과제 A —
읽기 자료에 따르면, 결과행이 단일한 서브쿼리는 무엇이라고 부르나요?

읽기 자료 —
○ ○ ○ ○ ○ ○ ○

서브쿼리

파랑·2021년 8월 10일

항상 이 서브 쿼리 부분이 헷갈렸는데,
오늘 수업을 들으면서 헷갈렸던 부분들이 많이 정리되었다.

생각보다 간단한 것인 것도 많았는데,
그동안 내가 너무 어렵게 빙빙 꼬아서 접근한 것도 있었던 것 같다😂😀

어려운 상태로 내버려두는 게 아니라 간결하게 간소화해서 학습하는 버릇을 들여야겠다고 다짐🤸‍♀️🤸‍♀️

서브쿼리란?

select, from, where 절 이하에 쿼리문이 들어오는 것을 말한다. * select 문의 서브쿼리

select dept_name, 
(select count(*) 
from instructor 
where department.dept_name = instructor.dept_name) as num_instructors
from department;

단일행 서브쿼리 - scalar subquery

서브쿼리의 결과행이 단일하기 때문에 scalar subquery라고 부른다.

○ ○ ○ ○ ○ ○ ○

제공 자료 —
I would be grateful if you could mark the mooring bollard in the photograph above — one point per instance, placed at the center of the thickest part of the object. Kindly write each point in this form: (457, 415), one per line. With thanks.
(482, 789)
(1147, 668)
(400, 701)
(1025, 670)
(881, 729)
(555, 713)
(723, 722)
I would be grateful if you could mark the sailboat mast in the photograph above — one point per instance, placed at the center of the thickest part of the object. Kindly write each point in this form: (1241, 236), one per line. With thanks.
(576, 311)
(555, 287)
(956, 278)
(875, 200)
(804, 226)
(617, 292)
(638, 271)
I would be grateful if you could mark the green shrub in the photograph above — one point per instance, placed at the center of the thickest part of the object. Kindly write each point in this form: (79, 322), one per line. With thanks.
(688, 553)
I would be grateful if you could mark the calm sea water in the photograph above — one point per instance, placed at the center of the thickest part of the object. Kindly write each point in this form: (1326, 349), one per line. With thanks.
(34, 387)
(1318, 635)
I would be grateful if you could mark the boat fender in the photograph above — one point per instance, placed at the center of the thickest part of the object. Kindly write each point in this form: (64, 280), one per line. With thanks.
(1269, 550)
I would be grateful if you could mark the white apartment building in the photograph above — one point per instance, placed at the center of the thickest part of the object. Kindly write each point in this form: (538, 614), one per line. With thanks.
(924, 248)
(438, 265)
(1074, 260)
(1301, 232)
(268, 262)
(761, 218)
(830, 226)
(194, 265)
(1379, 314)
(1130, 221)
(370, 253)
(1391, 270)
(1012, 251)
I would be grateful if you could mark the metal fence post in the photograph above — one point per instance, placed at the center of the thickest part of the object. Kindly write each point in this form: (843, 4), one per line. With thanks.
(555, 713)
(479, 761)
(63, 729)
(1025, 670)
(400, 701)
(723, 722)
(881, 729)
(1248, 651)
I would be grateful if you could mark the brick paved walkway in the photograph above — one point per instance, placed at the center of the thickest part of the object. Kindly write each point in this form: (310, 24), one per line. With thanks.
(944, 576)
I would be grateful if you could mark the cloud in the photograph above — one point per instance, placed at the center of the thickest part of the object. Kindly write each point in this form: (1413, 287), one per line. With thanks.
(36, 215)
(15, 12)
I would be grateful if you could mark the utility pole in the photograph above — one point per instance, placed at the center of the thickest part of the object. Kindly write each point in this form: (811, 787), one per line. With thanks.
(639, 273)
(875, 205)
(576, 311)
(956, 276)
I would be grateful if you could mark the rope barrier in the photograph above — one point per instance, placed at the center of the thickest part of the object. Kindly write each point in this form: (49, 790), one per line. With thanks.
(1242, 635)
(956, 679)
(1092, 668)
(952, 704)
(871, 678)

○ ○ ○ ○ ○ ○ ○

과제 B —
레코드 가운데 "paved"라는 단어가 들어 있는 줄을 모두 보여 주세요. 대소문자를 구분합니다.

답변 A —
scalar subquery(단일행 서브쿼리)라고 부릅니다.

답변 B —
I would be grateful if you could mark the brick paved walkway in the photograph above — one point per instance, placed at the center of the thickest part of the object. Kindly write each point in this form: (310, 24), one per line. With thanks.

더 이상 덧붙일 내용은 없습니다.